The word "below" may appear in some lines of the data; copy every such line.

[Referring expression data]

============

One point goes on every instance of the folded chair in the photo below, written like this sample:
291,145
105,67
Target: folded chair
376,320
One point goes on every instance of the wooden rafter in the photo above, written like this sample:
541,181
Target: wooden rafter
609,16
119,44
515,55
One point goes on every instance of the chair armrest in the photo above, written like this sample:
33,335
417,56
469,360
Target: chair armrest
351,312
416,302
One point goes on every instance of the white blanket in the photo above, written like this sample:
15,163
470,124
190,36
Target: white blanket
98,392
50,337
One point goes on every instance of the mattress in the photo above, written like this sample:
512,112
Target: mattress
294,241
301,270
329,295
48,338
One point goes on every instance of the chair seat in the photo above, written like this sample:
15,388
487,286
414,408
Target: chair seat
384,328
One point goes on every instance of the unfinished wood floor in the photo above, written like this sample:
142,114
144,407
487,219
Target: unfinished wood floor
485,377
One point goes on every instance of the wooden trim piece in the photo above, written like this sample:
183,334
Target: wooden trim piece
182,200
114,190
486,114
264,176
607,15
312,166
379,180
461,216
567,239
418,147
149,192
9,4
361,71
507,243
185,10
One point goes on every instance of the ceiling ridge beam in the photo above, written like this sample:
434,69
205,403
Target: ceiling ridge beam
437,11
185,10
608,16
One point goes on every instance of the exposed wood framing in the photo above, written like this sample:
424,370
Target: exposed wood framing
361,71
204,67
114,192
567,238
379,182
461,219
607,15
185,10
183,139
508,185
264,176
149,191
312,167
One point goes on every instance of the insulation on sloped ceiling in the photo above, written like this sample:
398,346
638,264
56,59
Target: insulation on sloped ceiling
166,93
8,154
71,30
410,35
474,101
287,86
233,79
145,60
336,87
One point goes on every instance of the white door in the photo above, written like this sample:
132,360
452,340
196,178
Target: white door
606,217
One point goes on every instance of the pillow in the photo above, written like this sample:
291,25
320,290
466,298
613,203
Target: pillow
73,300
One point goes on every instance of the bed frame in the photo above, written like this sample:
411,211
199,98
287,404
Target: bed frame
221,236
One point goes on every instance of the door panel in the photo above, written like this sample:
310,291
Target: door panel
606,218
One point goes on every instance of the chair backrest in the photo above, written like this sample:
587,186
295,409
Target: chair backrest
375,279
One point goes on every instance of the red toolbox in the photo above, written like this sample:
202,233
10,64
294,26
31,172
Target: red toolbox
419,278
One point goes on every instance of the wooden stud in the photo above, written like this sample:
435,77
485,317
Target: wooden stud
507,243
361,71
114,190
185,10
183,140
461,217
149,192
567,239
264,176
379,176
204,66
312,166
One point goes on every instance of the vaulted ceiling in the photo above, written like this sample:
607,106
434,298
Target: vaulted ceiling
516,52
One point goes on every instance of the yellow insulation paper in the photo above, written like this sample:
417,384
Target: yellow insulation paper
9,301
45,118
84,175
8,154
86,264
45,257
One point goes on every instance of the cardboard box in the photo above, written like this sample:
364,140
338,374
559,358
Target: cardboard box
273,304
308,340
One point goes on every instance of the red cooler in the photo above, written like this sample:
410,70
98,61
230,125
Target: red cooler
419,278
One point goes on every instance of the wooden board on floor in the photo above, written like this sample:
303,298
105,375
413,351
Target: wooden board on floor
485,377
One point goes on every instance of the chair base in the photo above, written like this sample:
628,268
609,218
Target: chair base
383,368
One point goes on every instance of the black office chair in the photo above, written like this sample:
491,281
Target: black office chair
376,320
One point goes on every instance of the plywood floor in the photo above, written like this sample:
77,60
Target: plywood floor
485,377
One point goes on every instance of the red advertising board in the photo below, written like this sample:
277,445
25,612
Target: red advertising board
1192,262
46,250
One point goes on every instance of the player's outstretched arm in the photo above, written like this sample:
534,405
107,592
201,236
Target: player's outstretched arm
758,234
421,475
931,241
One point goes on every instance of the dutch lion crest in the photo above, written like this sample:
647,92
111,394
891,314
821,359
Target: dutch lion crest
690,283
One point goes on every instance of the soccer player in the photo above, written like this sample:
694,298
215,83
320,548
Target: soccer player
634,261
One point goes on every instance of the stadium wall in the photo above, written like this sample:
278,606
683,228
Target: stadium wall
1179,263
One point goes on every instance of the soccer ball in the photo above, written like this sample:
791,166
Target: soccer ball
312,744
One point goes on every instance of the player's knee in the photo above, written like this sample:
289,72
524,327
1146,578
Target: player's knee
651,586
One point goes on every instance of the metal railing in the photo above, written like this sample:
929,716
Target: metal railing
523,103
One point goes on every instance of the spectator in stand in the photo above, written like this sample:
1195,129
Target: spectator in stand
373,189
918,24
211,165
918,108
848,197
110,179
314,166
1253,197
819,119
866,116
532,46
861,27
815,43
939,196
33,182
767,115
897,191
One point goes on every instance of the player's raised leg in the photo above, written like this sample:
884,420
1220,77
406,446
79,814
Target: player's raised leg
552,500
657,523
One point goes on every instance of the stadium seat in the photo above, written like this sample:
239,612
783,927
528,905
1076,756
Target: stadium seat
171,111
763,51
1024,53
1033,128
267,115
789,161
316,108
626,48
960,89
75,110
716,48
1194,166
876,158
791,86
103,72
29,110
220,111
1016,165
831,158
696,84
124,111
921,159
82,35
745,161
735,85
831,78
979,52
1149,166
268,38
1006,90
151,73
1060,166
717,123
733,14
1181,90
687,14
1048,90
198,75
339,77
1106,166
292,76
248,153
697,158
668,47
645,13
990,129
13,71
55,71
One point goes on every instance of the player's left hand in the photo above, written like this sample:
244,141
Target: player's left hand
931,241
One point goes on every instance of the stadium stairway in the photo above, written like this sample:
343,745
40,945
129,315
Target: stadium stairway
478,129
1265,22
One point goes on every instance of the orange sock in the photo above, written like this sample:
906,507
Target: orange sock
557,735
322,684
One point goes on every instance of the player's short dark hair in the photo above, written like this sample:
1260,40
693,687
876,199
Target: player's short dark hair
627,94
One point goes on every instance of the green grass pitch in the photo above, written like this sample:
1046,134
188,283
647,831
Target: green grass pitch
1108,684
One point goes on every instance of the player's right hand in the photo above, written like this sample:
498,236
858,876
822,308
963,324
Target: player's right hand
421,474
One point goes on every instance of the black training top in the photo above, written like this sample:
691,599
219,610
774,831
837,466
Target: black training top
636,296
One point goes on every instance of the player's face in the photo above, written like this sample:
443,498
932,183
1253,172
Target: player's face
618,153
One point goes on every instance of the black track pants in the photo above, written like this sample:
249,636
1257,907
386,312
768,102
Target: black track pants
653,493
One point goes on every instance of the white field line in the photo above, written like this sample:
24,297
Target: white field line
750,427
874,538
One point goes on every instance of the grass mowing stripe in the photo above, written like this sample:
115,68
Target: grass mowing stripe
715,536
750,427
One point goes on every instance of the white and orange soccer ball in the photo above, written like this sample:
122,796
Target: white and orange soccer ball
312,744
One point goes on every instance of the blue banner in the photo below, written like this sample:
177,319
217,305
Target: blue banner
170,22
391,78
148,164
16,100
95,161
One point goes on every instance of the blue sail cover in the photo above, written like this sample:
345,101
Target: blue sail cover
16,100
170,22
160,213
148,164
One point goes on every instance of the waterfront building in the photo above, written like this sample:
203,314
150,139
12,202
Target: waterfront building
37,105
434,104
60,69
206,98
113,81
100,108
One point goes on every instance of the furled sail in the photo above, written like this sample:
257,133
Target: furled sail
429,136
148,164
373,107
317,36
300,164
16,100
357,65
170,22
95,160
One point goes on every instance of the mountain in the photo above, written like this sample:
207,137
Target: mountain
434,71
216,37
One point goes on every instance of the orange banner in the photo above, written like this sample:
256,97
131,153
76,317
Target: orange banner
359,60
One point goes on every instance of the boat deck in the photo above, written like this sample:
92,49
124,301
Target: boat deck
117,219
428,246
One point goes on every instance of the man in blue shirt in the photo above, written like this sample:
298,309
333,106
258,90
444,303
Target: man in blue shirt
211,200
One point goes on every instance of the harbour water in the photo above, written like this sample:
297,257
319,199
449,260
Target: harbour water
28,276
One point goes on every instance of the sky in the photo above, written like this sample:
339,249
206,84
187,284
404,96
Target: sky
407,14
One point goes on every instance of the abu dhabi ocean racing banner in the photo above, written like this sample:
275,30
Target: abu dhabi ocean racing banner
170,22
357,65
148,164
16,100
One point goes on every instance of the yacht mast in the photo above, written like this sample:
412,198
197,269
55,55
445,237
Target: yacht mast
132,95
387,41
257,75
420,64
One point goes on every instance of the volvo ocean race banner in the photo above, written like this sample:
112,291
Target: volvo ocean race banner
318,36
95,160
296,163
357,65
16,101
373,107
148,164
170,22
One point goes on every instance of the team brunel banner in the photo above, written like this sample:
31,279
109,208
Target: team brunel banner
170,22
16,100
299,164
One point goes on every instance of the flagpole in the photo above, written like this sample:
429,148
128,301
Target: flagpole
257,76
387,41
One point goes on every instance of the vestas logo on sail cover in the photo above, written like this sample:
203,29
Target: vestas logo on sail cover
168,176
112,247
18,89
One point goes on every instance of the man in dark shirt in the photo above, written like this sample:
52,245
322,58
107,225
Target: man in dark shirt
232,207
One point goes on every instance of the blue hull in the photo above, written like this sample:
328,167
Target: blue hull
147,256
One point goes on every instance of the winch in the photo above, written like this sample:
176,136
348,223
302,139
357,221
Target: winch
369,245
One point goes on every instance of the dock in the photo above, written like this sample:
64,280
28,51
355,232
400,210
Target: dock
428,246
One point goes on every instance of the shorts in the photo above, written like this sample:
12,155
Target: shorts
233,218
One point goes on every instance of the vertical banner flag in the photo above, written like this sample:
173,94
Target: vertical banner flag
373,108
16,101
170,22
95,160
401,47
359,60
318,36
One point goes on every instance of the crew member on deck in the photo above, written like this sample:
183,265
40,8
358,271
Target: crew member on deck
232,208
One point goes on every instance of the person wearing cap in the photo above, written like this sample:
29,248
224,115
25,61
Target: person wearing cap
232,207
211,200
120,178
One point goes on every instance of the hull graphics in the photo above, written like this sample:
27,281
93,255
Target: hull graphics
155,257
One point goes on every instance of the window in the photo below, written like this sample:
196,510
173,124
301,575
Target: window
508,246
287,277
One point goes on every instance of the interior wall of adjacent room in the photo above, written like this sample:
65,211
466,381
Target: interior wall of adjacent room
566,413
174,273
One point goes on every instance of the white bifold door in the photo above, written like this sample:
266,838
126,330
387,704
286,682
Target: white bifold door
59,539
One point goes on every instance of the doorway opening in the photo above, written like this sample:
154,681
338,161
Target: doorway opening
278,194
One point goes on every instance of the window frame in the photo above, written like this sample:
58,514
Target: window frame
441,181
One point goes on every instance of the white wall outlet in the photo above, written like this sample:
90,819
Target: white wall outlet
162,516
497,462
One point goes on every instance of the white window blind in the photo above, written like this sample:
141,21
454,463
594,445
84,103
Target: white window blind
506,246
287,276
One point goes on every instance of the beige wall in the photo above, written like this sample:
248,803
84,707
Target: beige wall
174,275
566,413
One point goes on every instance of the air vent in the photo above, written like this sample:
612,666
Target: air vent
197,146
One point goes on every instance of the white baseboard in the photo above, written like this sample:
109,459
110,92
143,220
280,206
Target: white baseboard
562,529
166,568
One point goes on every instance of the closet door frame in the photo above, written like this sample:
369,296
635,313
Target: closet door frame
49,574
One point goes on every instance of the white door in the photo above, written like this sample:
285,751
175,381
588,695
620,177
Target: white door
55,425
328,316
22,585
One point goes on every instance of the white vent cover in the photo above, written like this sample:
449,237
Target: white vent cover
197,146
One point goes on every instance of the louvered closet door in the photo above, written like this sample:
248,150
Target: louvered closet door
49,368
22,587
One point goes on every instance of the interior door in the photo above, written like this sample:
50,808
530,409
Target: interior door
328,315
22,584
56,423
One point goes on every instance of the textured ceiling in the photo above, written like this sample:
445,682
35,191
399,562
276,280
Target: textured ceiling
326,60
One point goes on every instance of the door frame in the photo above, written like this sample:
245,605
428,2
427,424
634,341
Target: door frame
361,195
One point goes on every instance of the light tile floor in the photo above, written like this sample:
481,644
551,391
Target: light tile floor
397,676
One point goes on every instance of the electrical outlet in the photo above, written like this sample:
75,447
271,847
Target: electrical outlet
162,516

============

#### SOLUTION:
One point goes on every instance of the folded chair in the photo below, written like this sample:
One point goes on every instance of the red advertising board in the photo below, written like this sample:
One point goes on every instance of the blue banner in the photo below, written like this sample:
One point goes on every instance of the window in the photo below, written like this sample:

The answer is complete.